[start]

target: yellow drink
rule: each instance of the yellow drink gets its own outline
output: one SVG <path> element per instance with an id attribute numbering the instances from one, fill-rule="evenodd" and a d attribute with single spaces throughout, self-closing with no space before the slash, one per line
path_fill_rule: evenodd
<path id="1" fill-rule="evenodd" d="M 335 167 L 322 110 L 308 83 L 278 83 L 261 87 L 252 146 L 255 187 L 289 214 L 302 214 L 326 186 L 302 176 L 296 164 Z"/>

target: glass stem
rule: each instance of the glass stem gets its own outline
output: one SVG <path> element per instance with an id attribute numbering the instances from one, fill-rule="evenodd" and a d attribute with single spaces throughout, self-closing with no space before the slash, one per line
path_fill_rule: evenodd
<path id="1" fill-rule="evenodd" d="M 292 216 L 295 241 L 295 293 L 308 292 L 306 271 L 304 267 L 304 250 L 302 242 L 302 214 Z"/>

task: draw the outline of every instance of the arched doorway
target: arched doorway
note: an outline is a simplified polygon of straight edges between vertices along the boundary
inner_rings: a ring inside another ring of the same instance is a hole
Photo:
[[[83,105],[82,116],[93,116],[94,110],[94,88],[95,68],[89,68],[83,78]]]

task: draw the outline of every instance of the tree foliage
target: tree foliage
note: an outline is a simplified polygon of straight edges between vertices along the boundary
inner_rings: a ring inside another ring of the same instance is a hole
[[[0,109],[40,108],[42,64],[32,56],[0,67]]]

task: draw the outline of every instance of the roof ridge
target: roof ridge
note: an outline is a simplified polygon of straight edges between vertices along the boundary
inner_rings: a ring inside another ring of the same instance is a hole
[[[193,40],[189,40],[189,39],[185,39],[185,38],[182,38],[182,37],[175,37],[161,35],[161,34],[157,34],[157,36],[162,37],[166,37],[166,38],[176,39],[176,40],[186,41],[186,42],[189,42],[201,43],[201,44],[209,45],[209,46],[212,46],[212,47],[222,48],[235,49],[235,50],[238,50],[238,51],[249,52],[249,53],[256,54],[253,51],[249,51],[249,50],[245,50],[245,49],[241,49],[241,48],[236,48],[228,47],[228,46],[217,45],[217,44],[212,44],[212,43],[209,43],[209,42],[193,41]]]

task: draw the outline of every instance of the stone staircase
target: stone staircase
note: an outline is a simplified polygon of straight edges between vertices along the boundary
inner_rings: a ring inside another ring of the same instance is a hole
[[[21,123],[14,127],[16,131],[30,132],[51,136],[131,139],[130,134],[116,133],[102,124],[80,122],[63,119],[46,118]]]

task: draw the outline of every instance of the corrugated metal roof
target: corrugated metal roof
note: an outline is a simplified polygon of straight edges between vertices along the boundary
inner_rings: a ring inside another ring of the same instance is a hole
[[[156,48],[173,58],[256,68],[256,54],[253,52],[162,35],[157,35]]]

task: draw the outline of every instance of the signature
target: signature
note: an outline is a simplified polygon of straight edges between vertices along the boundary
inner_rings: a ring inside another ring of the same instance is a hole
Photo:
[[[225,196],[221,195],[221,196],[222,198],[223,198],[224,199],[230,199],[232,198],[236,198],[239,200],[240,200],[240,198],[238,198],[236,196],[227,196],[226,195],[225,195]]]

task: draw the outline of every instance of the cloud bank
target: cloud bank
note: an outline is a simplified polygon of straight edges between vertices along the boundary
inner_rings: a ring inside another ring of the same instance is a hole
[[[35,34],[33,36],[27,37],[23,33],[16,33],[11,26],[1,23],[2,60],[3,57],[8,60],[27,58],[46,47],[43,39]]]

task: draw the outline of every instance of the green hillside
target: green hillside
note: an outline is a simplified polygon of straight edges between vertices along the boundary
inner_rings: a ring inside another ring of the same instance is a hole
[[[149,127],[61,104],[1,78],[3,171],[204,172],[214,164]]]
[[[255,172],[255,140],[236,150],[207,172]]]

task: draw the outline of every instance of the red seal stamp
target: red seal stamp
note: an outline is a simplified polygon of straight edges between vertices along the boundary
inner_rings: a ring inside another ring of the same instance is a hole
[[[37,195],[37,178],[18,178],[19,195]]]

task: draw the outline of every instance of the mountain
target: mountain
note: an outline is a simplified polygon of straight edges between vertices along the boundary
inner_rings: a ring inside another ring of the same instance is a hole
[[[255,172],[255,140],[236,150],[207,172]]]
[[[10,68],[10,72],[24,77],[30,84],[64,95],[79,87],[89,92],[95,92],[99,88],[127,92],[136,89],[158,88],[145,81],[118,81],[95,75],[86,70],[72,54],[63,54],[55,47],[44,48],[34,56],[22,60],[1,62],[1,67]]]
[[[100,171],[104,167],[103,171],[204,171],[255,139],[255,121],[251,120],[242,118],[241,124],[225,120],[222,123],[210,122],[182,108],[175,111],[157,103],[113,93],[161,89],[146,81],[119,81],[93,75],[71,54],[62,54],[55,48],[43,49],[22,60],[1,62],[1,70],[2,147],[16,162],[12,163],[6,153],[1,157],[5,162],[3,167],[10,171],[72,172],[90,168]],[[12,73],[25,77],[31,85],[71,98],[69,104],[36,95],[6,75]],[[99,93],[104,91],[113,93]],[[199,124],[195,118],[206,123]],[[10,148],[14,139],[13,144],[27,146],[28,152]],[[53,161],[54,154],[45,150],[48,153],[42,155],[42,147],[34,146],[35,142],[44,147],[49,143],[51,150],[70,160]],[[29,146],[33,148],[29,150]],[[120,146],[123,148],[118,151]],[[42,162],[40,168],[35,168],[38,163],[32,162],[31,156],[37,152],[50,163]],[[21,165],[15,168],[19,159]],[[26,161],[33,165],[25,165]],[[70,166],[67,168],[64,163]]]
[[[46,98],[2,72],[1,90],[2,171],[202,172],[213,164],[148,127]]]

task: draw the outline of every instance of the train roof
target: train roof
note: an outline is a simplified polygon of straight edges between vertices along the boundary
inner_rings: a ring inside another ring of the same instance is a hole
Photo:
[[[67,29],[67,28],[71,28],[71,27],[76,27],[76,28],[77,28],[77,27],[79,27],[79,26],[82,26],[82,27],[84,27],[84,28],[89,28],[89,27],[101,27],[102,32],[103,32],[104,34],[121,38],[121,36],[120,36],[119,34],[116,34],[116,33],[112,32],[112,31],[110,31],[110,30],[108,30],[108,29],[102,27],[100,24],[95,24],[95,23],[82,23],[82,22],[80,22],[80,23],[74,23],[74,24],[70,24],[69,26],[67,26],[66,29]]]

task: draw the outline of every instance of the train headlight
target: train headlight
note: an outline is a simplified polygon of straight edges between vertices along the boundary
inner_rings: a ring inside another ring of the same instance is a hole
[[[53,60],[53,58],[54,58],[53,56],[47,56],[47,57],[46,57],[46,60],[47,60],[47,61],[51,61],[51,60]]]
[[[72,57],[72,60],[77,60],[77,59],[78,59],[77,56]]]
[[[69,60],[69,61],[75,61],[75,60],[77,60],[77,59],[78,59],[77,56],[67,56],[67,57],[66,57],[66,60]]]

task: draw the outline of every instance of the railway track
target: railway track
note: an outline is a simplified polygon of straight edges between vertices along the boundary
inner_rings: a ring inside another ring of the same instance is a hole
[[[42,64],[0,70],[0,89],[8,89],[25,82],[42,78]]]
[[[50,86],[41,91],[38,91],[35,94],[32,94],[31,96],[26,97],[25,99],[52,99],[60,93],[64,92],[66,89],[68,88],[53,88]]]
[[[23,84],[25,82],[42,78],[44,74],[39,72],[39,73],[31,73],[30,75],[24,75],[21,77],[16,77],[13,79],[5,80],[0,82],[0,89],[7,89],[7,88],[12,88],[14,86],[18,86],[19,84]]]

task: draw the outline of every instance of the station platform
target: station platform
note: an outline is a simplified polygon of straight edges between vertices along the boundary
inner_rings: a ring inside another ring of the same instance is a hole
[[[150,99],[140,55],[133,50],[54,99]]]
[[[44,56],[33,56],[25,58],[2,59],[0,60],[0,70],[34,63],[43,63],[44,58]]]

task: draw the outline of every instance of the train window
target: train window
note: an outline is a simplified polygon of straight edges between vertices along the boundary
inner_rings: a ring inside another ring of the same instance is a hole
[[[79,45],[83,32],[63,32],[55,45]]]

[end]

--- Stated problem ---
Starting at the line that has "task: draw the outline of every instance of the tree" and ending with the line that has "[[[0,109],[40,108],[42,64],[32,56],[0,67]]]", write those lines of data out again, switching "foliage" to "canopy" and changing nothing else.

--- Response for this exercise ---
task: draw the outline of every instance of the tree canopy
target: tree canopy
note: an outline is a simplified polygon of straight edges between vertices along the boundary
inner_rings: a ring inside another ring of the same instance is a hole
[[[0,109],[40,108],[42,64],[32,56],[0,67]]]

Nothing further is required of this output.